Content starts

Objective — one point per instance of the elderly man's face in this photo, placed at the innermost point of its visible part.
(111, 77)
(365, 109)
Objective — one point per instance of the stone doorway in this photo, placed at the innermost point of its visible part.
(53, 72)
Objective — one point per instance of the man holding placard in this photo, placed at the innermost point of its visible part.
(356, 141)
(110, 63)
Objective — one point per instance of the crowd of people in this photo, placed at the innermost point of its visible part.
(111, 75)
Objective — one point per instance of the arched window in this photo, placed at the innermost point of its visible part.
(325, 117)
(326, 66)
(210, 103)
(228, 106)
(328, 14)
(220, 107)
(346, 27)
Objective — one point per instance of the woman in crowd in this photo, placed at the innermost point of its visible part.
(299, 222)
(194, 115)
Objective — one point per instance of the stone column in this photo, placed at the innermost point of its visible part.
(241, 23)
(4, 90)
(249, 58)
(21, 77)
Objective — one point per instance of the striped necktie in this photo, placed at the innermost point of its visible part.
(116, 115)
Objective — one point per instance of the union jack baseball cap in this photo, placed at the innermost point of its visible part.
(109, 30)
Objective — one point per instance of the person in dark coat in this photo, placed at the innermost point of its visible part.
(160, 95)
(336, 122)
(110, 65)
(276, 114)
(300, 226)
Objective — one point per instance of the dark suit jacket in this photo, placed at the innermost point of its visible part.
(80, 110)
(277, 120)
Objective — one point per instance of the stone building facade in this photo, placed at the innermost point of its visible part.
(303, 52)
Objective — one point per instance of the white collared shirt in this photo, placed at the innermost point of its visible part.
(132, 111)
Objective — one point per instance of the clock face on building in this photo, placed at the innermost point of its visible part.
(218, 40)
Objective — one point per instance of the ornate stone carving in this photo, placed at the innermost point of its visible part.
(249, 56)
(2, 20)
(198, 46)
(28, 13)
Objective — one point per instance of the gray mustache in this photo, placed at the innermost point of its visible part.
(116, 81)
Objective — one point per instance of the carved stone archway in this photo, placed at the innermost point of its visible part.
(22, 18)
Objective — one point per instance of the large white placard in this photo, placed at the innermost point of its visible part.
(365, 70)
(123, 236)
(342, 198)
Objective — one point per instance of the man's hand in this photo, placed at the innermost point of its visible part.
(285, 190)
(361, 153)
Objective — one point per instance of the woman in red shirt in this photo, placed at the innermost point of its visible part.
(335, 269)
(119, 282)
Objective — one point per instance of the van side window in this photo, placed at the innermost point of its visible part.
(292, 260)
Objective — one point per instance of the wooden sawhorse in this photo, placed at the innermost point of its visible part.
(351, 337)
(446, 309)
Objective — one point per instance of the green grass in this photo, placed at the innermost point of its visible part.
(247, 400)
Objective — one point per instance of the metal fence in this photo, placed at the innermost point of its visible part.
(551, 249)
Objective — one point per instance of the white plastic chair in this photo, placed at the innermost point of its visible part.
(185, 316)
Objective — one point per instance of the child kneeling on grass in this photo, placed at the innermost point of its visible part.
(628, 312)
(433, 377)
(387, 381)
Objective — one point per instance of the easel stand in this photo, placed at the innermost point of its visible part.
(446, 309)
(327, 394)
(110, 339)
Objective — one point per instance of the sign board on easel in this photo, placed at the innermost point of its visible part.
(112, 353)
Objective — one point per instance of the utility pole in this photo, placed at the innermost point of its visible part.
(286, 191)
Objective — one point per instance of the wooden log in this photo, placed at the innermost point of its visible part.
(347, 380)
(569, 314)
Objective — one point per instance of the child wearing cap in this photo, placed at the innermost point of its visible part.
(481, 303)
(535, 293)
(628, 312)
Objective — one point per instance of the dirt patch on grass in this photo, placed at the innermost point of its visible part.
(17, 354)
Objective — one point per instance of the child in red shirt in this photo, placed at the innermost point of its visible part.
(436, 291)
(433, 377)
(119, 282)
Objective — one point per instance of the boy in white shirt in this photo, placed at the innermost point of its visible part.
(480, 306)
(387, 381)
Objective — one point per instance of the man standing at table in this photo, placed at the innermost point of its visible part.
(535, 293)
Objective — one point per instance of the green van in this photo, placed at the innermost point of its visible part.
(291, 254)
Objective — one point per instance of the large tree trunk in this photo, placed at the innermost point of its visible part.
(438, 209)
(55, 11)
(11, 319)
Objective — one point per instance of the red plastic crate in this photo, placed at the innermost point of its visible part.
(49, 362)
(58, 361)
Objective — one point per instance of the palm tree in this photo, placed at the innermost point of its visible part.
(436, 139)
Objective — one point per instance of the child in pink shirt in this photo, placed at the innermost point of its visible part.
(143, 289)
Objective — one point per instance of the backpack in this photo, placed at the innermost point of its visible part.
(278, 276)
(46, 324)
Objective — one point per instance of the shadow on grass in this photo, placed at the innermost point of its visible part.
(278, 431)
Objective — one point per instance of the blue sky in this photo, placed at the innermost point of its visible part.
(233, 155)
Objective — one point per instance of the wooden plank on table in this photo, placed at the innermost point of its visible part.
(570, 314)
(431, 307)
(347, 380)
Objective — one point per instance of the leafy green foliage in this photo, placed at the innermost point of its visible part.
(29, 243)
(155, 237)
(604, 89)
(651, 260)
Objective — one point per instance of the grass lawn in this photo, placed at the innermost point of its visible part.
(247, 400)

Content ends

### Exercise aim
Return all the lines above exactly as given.

### Output of the exercise
Objective — one point per instance of the elderly man's face in this photo, placed at the innermost point of its visible part.
(111, 77)
(365, 109)
Objective — one point per instance of the stone doorway in this photo, placed at the innermost point of its visible part.
(53, 72)
Objective — one point per instance of the man holding placard in this photo, placed at the innermost point of its visible part.
(356, 141)
(110, 63)
Objective — one point per instance of the crowd of people in this photo, placed at the innermost point of its visible part.
(111, 75)
Objective — one point per instance of the arched window in this photo, placed at the innermost point of its visible part.
(325, 117)
(326, 66)
(210, 103)
(228, 106)
(328, 14)
(220, 107)
(346, 27)
Objective — one point per instance of the woman in crowd in this photo, placed at the innermost point of its visible part.
(299, 222)
(194, 115)
Objective — one point per instance of the stone column in this photo, placed at the innermost point of its visible part.
(241, 23)
(4, 90)
(249, 58)
(21, 77)
Objective — one point per instance of the striped necktie in this photo, placed at the innermost point of its visible part.
(116, 115)
Objective — one point per instance of the union jack baseball cap in this photo, placed at the innermost point of its visible part.
(109, 30)
Objective — one point per instance of the person in dark coat in this photo, placed at the innermost point of its visible part.
(160, 95)
(336, 122)
(110, 65)
(276, 114)
(300, 226)
Objective — one point per instance of the dark suit jacket in this photo, placed at the innermost point of its visible part.
(80, 110)
(277, 120)
Objective — one point per instance of the stone building facade in this photo, placed at the innermost point of its visible part.
(303, 52)
Objective — one point per instance of the white collared shirt in this photo, placed at the innermost point of its visible part.
(132, 111)
Objective — one point per instance of the clock face on building in this photo, placed at the innermost point of its visible part.
(218, 40)
Objective — one point per instance of the ornate stone carving in this photo, placed at the innermost point of its visible part.
(249, 56)
(2, 20)
(198, 46)
(28, 13)
Objective — one point per instance of the gray mustache in this photo, placed at the innermost point of its visible part.
(116, 81)
Objective — one point per instance of the carved stone archway in this photo, placed at the innermost point of its visible part.
(22, 18)
Objective — one point per instance of the large white placard in this photo, placed at the innermost point of its visible part.
(365, 70)
(123, 236)
(342, 198)
Objective — one point per instance of the man's hand in this photo, placed at the innermost point of its visible part.
(285, 190)
(361, 153)
Objective — one point per instance of the woman in red shirt in this photo, placed at the innermost point of its visible part.
(335, 269)
(119, 282)
Objective — one point per instance of the van side window in this photo, placed at the innermost point of its visible part.
(292, 260)
Objective — one point per instance of the wooden sawhorse in this photo, placed at the innermost point of its visible part.
(351, 337)
(446, 309)
Objective — one point per instance of the green grass in this photo, placed at the innermost point of its visible part.
(247, 400)
Objective — one point per instance of the metal fence in this photo, placed at the innermost point of its visible part.
(551, 249)
Objective — one point per instance of the white plastic chair in this photo, placed at the innermost point of its visible part.
(185, 316)
Objective — one point per instance of the child kneeling on grass in this photo, placed at the innermost point of its visible part.
(628, 312)
(433, 377)
(387, 381)
Objective — one point per instance of the easel stand in this photo, placed at the innermost point of its visible part.
(446, 309)
(327, 394)
(110, 339)
Objective — one point per instance of the sign board on easel in this photo, placed at the innermost point of its visible part.
(112, 353)
Objective — one point per instance of the utility pole in this photo, placed at the innermost point of its visible part.
(286, 191)
Objective — one point per instance of the wooden log in this photo, placed at the innermost point of its visible part.
(347, 380)
(569, 314)
Objective — one point per instance of the child wearing cap in this photo, placed at the innermost point of its visible part.
(481, 303)
(535, 293)
(628, 312)
Objective — one point per instance of the dirt patch on grass in this photo, placed at the innermost point of its visible part.
(17, 354)
Objective — one point per instance of the child in red shirt in this photo, placed at the innermost point of its visible part.
(436, 291)
(433, 377)
(119, 282)
Objective — one point per instance of the boy in white shirt in this photo, placed at the innermost point of its visible part.
(480, 306)
(387, 381)
Objective — one point per instance of the man standing at table in this photo, placed at the innermost point of its visible part.
(535, 293)
Objective — one point per instance of the green van in this photo, placed at the innermost point of its visible part.
(291, 254)
Objective — one point per instance of the large tree trunk in this photo, placed at the innermost point of its visible part.
(438, 209)
(55, 11)
(11, 319)
Objective — one point per instance of the red plastic crate in this photo, placed at the innermost point of its visible part.
(49, 362)
(58, 361)
Objective — one point per instance of the palm tree in this photo, placed at the innermost point of its visible part.
(436, 139)
Objective — one point per instance of the child in pink shirt in this photo, placed at the innermost point of its visible part.
(143, 289)
Objective — one point per instance of the backpack in this photo, placed at the innermost point of its visible part.
(278, 276)
(46, 324)
Objective — one point per instance of the shadow on grass in this photo, placed at the innermost point of its visible part.
(278, 431)
Objective — one point per instance of the blue sky in this photo, placed at the innermost point of its visible part.
(233, 155)
Objective — one point per instance of the wooden plank on table in this photo, placed at the innermost point of its visible part.
(570, 314)
(431, 307)
(347, 380)
Objective — one point per instance of the leafy green foliage in this photo, placed at the innermost point of its visible part.
(29, 243)
(155, 237)
(604, 89)
(651, 260)
Objective — one point per instance of the grass lawn in this photo, placed at the innermost point of its visible part.
(247, 400)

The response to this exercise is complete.